══ SOURCE PASSAGE ══
Welcome to our Blessing Hands Blog

Thanks for visiting our website and learning about our charity that helps impoverished children stay in school.

Friday, July 28, 2006

Great News- The IRS letter came.

Good news!  Today I received our official letter from the Internal Revenue Service, granting Blessing Hands 501 (c) (3) status with an advanced ruling date of June 30, 2010.  That means that everyone who has given to Blessing Hands can now retroactively count it as a tax deduction.  It also means that we are officially a public charity with exemption from income taxes.  It came really quick.  I was expecting a 120-day wait.  We must have done everything right with great advice.  My thanks goes to accountant Jonathan Stiles, Cindy and Matt Cutts who let me in on their nonprofit advice, and especially to Founding Family Foundation that believed in Blessing Hands before the government ever did. 
 
I am leaving for Yangshuo China in six days.  I am part of a Sister Cities Tour that is conducting an eyeglass clinic with Blessing Hands' support.  We are paying for part of the cost for eyeglasses for the Blessing Hands students and many teachers in Yangshuo.  I will get to meet each student personally when they come for their eye exam.  Nina Ottinger from Founding Family Foundation is going with us and will conduct physicals for each child.  She is a pediatric nurse among other things.  Mostly she likes to be Mom to her adopted Chinese daughter Sarah Helena. Cindy Cutts, my daughter-in-law, and her mother Janice Weeks are also going.  Janice, a third grade teacher, is going to take pictures of all the children to encourage sponsors to select children and pen pals to be matched. 
 
Anna Liu, the Blessing Hands administrator from Qinzhou, will bring her family and join us in Yangshuo for the eye clinic. Her parents direct a medical clinic that was flooded from a typhoon just last week.  Yangshuo also had two towns flooded, but no lives were lost.  Malan Cai, the administrator in Yangshuo, will be our translator and stay with us the whole trip.  Tami Jaskulski from Lexington, KY is also going to be helping with the eye clinic.  I expect to meet with the Chinese doctor who plans another operation on Qu Ling Zhu to correct the facial deformity cause by the removed tumor. I also hope to see many of my former ESL students who have returned to China.
═══
══ DATA SUPPLIED ══
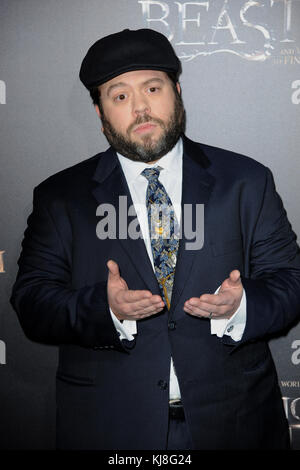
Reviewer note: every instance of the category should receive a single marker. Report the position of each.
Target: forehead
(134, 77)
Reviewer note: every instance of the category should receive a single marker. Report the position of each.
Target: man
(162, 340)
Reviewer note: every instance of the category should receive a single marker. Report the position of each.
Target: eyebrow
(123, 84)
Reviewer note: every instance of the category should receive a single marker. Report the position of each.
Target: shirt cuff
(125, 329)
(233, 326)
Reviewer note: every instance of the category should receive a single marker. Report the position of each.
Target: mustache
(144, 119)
═══
══ DATA SUPPLIED ══
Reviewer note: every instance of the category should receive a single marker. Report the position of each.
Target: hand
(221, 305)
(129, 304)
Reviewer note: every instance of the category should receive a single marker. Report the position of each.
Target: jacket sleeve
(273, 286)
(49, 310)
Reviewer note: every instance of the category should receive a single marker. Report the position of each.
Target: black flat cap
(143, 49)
═══
* _EXERCISE REQUIREMENTS_:
**1.** Quote the stretch of the Blessing Hands blog post from "Welcome to our" through "IRS letter came." word for word.
**2.** Extend the Blessing Hands blog post, beginning right after its final sentence.

* _RESPONSES FOR EACH TASK_:
**1.**
Welcome to our Blessing Hands Blog

Thanks for visiting our website and learning about our charity that helps impoverished children stay in school.

Friday, July 28, 2006

Great News- The IRS letter came.

**2.**
 
Another piece of good news is the free offer of Patti Cormican, a social worker with Lutheran Charities, to investigate writing some grants for Blessing Hands.  We hope to get money for more medical help for the children, computers for the schools, and perhaps basketball courts or playground equipment for a few schools. Now that we have our 501(c)(3) status that will be easier. There are so many needs in rural China.  I would like to see some water purification projects for the remote schools be funded.  Even Qinzhou No 1 Middle School, which is in a large city, has to boil their drinking water. The upper classmen get the boiled water first and some of the lower grade students go thirsty.
 
My final good news is that money has been coming in for the fall semester.  Two vacation Bible schools have given their mission offerings to Blessing Hands this summer. With the matching funds that Founding Family Foundation has pledged Blessing Hands will receive at least $1,200 from the American Bible School children.  I now have a power point presentation that I can easily send out to people willing to help us with fund raising, and we have engaged a webpage designer, John Fisher of Seek Ye First Computing.  If you haven't sent your donation for the fall semester, now is the time.